• [Excerpt to read]:

>>>>>

I was fortunate to know Judge William B. Bryant, both during his days as the outstanding member of the criminal defense bar and after his appointment to the U.S. District Court for the District of Columbia and as chief judge [front page, Nov. 15].

Judge Bryant reveled in the law, treating counsel and litigant alike with warmth, wit and wisdom. I particularly recall a tort action against the federal government and the District in which a jury heard the claim against the District while Judge Bryant simultaneously heard the case against the federal government, as required by statute.

The trial involved a 24-year-old chemist who was rendered a paraplegic when his vehicle was struck on a windless summer day by a massive tree that fell on Klingle Road, a parkway for which both defendants bore specific responsibilities.

<<<<<

• [Exercise tasks]:
**1.** In the letter about Judge William B. Bryant, how old was the chemist who was left a paraplegic?
**2.** According to the letter about Judge Bryant, why did the judge hear the case against the federal government himself while a jury heard the claim against the District? Answer in one to three sentences.
**3.** Extend the letter about Judge Bryant, starting after its final sentence about the tree falling on Klingle Road.

• [Data segment]:

>>>>>

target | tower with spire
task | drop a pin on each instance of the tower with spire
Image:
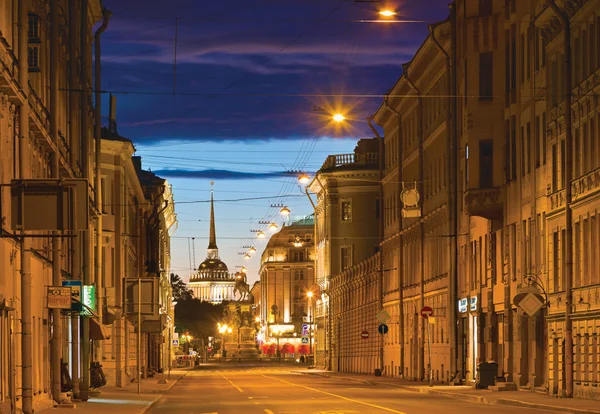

<<<<<

• [Outputs in order]:
**1.** He was 24 years old.

**2.** A statute required it. The case against the federal government had to be heard by the judge, so Judge Bryant heard it while the jury heard the claim against the District at the same time.

**3.**
After a lengthy trial, the jury found the city negligent. It awarded the man the modest sum of $250,000 as compensation for past and future earnings losses; medical, hospital and surgical expenses; nursing; special needs; and lifelong loss of use of his lower extremities and body function. When the foreman announced the sum, I saw an unforgettable expression of compassion on Judge Bryant's face as he looked at the plaintiff.

Later, in a written opinion, Judge Bryant found the federal government jointly liable; he awarded the plaintiff $975,000, a finding unanimously upheld by the U.S. Court of Appeals.

It was gratifying that the sitting members of the federal court unanimously requested two years ago that the courthouse's new annex be named for this giant of the law.